(Datensätze)
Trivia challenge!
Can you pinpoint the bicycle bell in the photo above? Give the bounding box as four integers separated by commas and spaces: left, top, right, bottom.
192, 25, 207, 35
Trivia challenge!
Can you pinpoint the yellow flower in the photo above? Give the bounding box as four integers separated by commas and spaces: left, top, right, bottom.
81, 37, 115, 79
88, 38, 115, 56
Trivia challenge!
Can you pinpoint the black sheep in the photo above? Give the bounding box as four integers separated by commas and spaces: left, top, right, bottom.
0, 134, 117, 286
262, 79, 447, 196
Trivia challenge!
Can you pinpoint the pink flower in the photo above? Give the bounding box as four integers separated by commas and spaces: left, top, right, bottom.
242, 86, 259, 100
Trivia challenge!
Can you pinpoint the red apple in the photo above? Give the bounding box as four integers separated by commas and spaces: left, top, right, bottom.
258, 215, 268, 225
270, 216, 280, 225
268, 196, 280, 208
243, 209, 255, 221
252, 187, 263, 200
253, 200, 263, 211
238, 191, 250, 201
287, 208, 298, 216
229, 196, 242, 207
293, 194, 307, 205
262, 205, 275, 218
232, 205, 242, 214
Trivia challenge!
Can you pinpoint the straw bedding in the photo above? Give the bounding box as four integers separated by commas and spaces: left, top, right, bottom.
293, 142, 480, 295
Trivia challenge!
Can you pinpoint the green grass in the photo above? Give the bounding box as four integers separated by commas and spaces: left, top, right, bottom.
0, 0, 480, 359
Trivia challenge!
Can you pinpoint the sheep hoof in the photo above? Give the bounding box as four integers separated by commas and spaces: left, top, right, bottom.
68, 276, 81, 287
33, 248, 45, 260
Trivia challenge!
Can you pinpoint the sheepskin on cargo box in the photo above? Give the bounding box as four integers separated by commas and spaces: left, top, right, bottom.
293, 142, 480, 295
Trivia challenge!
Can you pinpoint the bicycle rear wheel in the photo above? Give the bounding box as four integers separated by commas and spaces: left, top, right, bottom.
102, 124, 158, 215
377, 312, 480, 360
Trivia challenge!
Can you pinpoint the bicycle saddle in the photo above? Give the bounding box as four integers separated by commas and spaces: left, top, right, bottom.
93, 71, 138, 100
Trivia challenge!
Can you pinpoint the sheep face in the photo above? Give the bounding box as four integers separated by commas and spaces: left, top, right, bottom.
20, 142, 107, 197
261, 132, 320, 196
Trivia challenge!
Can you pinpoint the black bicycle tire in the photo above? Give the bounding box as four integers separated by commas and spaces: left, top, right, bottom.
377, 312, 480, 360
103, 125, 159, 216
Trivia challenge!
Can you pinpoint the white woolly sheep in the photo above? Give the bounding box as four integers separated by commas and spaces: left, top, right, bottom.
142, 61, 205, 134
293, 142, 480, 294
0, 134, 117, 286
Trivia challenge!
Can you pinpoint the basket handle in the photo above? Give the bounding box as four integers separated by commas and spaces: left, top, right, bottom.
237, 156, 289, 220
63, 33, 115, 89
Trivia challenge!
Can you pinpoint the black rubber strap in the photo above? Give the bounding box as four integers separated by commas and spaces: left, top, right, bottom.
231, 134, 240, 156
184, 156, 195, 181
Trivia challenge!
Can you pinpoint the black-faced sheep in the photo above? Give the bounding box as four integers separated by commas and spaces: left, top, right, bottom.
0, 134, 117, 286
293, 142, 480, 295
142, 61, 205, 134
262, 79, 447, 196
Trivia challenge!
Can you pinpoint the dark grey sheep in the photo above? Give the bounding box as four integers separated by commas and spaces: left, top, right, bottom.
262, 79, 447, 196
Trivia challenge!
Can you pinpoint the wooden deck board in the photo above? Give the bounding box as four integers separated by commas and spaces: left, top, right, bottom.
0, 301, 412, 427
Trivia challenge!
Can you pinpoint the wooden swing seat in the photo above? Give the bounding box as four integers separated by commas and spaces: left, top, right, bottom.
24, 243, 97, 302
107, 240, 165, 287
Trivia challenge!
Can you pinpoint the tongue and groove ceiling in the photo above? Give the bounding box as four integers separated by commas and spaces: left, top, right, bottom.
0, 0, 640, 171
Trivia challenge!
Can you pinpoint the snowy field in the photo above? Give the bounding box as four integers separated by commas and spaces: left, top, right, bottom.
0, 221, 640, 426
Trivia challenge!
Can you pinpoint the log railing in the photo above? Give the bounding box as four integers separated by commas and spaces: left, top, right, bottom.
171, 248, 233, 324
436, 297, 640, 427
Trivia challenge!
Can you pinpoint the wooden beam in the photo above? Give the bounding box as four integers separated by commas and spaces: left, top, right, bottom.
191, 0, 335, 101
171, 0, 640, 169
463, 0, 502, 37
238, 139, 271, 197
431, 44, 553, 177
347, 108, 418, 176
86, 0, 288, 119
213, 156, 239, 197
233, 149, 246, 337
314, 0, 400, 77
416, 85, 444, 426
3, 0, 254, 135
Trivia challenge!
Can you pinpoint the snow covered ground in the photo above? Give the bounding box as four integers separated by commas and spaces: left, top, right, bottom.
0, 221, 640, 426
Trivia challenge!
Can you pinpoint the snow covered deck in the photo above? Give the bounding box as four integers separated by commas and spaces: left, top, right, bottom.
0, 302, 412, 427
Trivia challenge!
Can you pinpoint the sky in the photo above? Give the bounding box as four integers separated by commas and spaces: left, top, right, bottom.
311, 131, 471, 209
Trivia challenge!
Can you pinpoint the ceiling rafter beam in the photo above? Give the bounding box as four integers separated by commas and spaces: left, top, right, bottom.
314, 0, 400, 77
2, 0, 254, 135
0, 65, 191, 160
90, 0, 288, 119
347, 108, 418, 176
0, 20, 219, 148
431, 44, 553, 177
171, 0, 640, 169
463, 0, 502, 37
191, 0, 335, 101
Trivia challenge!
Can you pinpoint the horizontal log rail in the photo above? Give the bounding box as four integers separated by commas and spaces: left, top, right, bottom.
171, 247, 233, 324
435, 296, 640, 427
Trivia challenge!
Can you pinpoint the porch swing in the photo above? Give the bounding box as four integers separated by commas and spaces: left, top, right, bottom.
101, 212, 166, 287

__Aufgabenstellung__
Geben Sie sämtliche obigen Zeilen Wort für Wort unverändert wieder.

__Ergebnis__
Trivia challenge!
Can you pinpoint the bicycle bell in the photo above? Give the bounding box as four integers separated by commas and spaces: left, top, right, bottom.
192, 25, 207, 35
Trivia challenge!
Can you pinpoint the yellow flower in the photo above? Give the bounding box as four integers separated by commas and spaces: left, top, right, bottom.
81, 37, 115, 79
88, 38, 115, 56
Trivia challenge!
Can you pinpoint the black sheep in the photo above? Give the bounding box as four integers separated by commas and spaces: left, top, right, bottom.
0, 134, 117, 286
262, 79, 447, 196
Trivia challenge!
Can you pinpoint the pink flower in the photo above? Give the bounding box as four integers separated by commas and spaces: left, top, right, bottom.
242, 86, 259, 100
Trivia challenge!
Can you pinpoint the red apple in the photo above? Give the bounding box as four integers separated by commas and spaces: left, top, right, bottom.
258, 215, 268, 225
270, 216, 280, 225
268, 196, 280, 208
243, 209, 255, 221
252, 187, 263, 200
253, 200, 263, 211
238, 191, 250, 201
287, 208, 298, 216
229, 196, 242, 207
293, 194, 307, 205
262, 205, 275, 218
232, 205, 242, 214
Trivia challenge!
Can you pinpoint the straw bedding in the photo above? Give the bounding box as four integers separated by commas and spaces: left, top, right, bottom.
293, 142, 480, 295
Trivia challenge!
Can you pinpoint the green grass in the photo above? Give the bounding box as four integers separated by commas and spaces: left, top, right, bottom.
0, 0, 480, 359
Trivia challenge!
Can you pinpoint the sheep hoof in the photo above? Give the bounding box as four integers separated by commas and spaces: left, top, right, bottom.
68, 276, 81, 287
33, 248, 45, 260
Trivia challenge!
Can you pinpoint the sheepskin on cargo box in the photo above? Give the bounding box as four integers separated by commas and spaces: left, top, right, bottom.
293, 142, 480, 295
Trivia challenge!
Can you pinpoint the bicycle rear wheel in the photo above? Give the bounding box as four integers separated by commas and spaces: left, top, right, bottom.
102, 124, 158, 215
377, 312, 480, 360
Trivia challenge!
Can you pinpoint the bicycle saddle in the photo above? Give the bounding box as four integers separated by commas and spaces: left, top, right, bottom.
93, 71, 138, 100
Trivia challenge!
Can you pinpoint the sheep face in the photo above? Give the bounding box as four integers separated by commas and spaces: left, top, right, bottom.
20, 142, 107, 197
261, 132, 320, 196
Trivia challenge!
Can you pinpoint the black bicycle tire in the photo above? Give the bounding box as four integers separated by commas and spaces: left, top, right, bottom.
377, 312, 480, 360
103, 125, 159, 216
Trivia challenge!
Can you pinpoint the white woolly sheep in the photo above? Give the bounding box as four integers separated by commas and spaces: left, top, right, bottom.
142, 61, 205, 134
293, 142, 480, 294
0, 134, 117, 286
Trivia challenge!
Can you pinpoint the basket handle in the photo above? Give the bounding box as four integers separated by commas and spaces: left, top, right, bottom.
237, 156, 289, 220
63, 33, 115, 89
Trivia challenge!
Can you pinpoint the black rubber strap in the photo above? Give the bounding box as four integers separated by commas and spaces: left, top, right, bottom.
231, 134, 240, 156
184, 156, 195, 181
Trivia challenge!
Can you pinpoint the black-faced sheep in the photo above? Give the bounding box as four integers separated by commas and spaces: left, top, right, bottom.
0, 134, 117, 286
293, 142, 480, 295
142, 61, 205, 134
262, 79, 447, 196
Trivia challenge!
Can you pinpoint the dark grey sheep in the photo above? Give the bounding box as four integers separated by commas and spaces: left, top, right, bottom.
262, 79, 447, 196
Trivia challenge!
Can you pinpoint the wooden deck board in the photo above? Give the bounding box as four integers separated by commas and spaces: left, top, right, bottom.
0, 301, 412, 427
Trivia challenge!
Can you pinpoint the wooden swing seat in the photo above? Give the bounding box as four integers separated by commas and spaces: left, top, right, bottom.
24, 243, 97, 302
107, 240, 165, 287
Trivia challenge!
Can you pinpoint the tongue and groove ceiling in the photo above? Give the bounding box as four integers separated by commas and spaces: left, top, right, bottom.
0, 0, 640, 171
Trivia challenge!
Can you pinpoint the snowy field in the photo above? Give the bounding box as four integers separated by commas and spaces: left, top, right, bottom.
0, 221, 640, 426
Trivia challenge!
Can you pinpoint the log railing in the photo above? Give the bounding box as four integers separated by commas and spaces: left, top, right, bottom.
171, 248, 233, 324
436, 297, 640, 427
Trivia challenge!
Can you pinpoint the wooden beam in the photo above? Give the bounding box as four integers separated by commas and spaces: left, top, right, bottom.
191, 0, 335, 101
171, 0, 640, 169
463, 0, 502, 37
238, 139, 271, 197
431, 44, 553, 177
347, 108, 418, 176
86, 0, 288, 119
213, 156, 239, 197
233, 149, 246, 337
314, 0, 400, 77
416, 85, 444, 426
3, 0, 254, 135
Trivia challenge!
Can you pinpoint the snow covered ground in the photo above? Give the bounding box as four integers separated by commas and spaces: left, top, right, bottom.
0, 221, 640, 426
Trivia challenge!
Can you pinpoint the snow covered deck in the photo above? Give the bounding box as four integers separated by commas and spaces: left, top, right, bottom.
0, 302, 412, 427
Trivia challenge!
Can you pinpoint the sky in the photo above? Give the bounding box as four integers separated by commas and spaces: left, top, right, bottom.
311, 131, 471, 209
Trivia challenge!
Can you pinpoint the ceiling rafter beam in the photo above? Give the bounding box as four integers separated by commas and spaces: left, top, right, bottom.
314, 0, 400, 77
2, 0, 254, 135
0, 65, 191, 160
90, 0, 288, 119
347, 108, 418, 176
0, 20, 219, 148
431, 44, 553, 177
171, 0, 640, 169
463, 0, 502, 37
191, 0, 335, 101
Trivia challenge!
Can you pinpoint the horizontal log rail in the photo above? Give the bounding box as four integers separated by commas and spaces: left, top, right, bottom.
171, 247, 233, 324
435, 296, 640, 427
Trivia challenge!
Can you pinpoint the porch swing in the photo above? Give the bounding box as four integers separated by commas and spaces: left, top, right, bottom.
101, 212, 166, 287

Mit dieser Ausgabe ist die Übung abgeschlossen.